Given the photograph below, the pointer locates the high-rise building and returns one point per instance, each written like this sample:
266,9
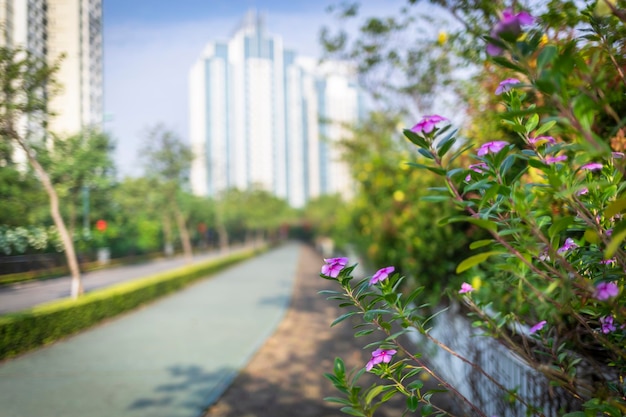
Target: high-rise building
68,28
262,116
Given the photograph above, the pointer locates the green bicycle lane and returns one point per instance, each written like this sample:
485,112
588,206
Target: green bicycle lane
171,358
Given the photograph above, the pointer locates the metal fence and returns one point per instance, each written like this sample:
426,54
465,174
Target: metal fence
455,330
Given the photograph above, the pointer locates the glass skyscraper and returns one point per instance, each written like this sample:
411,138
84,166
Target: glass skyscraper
260,115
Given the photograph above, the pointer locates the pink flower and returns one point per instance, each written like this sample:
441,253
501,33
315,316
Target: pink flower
491,147
540,139
381,274
567,246
465,288
607,324
427,124
380,356
606,290
506,85
554,159
333,266
481,168
537,327
592,166
510,27
582,191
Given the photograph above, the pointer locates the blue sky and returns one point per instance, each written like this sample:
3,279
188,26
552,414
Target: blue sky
150,45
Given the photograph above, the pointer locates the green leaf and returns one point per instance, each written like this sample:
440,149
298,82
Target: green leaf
546,56
616,241
615,207
415,385
435,198
475,260
352,411
592,236
427,410
560,225
339,368
373,393
411,403
338,400
532,123
415,138
416,165
480,243
342,318
545,127
485,224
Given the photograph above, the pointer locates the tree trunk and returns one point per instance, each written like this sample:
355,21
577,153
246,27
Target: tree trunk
167,236
222,234
184,235
66,239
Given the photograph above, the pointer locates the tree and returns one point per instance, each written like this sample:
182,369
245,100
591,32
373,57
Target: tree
78,165
167,161
26,83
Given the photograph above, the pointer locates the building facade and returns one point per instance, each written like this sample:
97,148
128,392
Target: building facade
67,29
262,116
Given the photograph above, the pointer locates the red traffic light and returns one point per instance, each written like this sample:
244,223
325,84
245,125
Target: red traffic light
101,225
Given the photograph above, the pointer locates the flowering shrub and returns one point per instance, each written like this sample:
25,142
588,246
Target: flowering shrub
552,203
19,239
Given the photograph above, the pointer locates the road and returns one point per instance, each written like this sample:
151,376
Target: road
170,358
20,296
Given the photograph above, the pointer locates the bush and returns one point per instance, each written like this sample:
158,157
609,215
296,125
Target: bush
29,329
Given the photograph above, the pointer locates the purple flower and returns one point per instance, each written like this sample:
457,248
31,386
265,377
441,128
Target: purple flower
606,290
380,356
381,274
607,324
509,26
465,288
554,159
506,85
537,327
592,166
544,255
492,147
541,139
427,124
480,167
611,262
567,246
333,266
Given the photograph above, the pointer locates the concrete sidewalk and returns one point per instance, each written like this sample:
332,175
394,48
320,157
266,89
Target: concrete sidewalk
23,295
171,358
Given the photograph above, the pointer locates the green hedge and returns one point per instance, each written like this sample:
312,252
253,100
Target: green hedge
46,323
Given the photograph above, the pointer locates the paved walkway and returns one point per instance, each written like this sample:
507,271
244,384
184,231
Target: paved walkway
28,294
170,359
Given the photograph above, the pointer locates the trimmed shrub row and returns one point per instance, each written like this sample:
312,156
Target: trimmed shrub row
29,329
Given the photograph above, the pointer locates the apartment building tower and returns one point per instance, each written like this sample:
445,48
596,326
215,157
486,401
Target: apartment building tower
71,29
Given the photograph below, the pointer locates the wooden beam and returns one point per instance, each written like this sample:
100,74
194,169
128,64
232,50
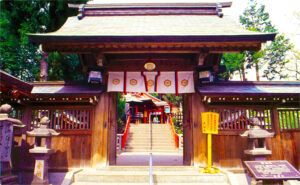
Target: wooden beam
201,58
100,58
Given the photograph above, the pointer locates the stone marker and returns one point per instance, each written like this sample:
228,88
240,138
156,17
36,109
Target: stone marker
257,148
42,150
6,138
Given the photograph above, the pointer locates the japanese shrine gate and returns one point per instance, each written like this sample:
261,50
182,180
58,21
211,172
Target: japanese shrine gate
175,37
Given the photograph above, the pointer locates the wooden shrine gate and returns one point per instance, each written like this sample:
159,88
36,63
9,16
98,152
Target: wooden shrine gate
184,37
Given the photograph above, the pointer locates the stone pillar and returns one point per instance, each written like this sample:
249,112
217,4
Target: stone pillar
257,149
42,150
44,67
6,138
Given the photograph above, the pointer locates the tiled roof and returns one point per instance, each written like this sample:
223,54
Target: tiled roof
250,88
62,88
159,25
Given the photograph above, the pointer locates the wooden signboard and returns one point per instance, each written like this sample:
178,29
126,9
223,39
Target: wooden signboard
210,122
272,170
6,134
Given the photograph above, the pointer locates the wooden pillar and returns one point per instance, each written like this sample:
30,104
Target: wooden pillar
276,125
187,131
145,115
162,116
104,131
26,119
112,132
44,67
194,140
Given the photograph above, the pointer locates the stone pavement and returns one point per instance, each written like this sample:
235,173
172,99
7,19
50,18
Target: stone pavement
142,159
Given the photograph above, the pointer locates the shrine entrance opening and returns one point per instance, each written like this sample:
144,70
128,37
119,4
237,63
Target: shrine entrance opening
150,123
144,81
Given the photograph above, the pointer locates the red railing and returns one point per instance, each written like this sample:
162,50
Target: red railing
124,137
176,137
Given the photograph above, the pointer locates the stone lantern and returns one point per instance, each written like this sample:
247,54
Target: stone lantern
42,150
257,148
6,138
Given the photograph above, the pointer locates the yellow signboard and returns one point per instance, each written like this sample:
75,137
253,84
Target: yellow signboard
210,122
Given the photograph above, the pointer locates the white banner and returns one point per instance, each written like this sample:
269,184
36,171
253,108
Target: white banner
185,82
166,82
150,77
135,82
115,82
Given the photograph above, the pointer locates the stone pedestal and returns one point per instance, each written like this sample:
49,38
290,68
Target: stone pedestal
257,149
6,138
42,150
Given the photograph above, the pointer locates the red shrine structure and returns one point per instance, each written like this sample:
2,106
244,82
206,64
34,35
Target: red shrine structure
144,107
184,42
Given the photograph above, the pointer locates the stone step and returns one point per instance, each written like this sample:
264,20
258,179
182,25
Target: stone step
153,147
96,183
146,168
163,176
153,150
137,143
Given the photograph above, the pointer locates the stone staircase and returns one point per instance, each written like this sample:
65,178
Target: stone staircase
139,175
138,138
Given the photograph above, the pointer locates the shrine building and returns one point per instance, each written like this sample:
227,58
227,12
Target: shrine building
152,48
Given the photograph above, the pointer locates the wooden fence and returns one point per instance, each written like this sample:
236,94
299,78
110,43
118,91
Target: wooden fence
234,120
73,145
65,118
228,146
73,148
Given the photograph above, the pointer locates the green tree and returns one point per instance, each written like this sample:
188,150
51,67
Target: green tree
255,18
19,57
172,98
233,62
276,58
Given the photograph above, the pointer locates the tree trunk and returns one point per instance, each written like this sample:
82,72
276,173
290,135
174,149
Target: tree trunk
257,72
243,73
44,68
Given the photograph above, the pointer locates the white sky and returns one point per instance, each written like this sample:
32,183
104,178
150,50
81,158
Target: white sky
282,15
281,12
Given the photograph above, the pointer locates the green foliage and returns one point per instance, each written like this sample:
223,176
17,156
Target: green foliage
66,67
121,105
17,18
233,62
172,98
276,57
254,18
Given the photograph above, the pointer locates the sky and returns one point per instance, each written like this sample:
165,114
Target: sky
281,12
284,15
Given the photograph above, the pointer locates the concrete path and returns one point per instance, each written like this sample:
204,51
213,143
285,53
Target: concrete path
142,159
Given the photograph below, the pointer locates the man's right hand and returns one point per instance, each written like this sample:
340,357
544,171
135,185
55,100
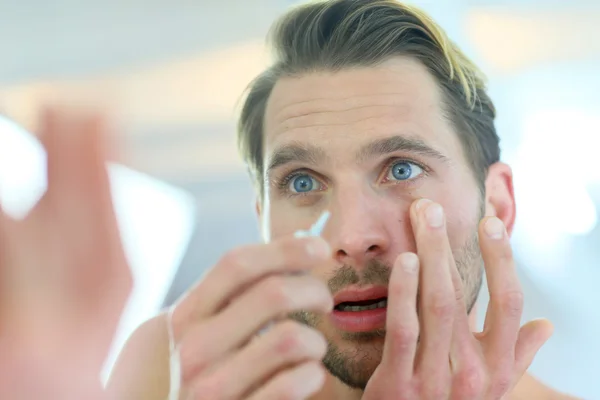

+++

• **YOUR OBJECTIVE**
Find every line in the rows above that contains the word "banner", and copy each of those lines in full.

• **SOLUTION FOR THIS EXERCISE**
Given the photograph above, the pointer locates the white banner and returns one point per instance, each written like this sample:
Target: white banner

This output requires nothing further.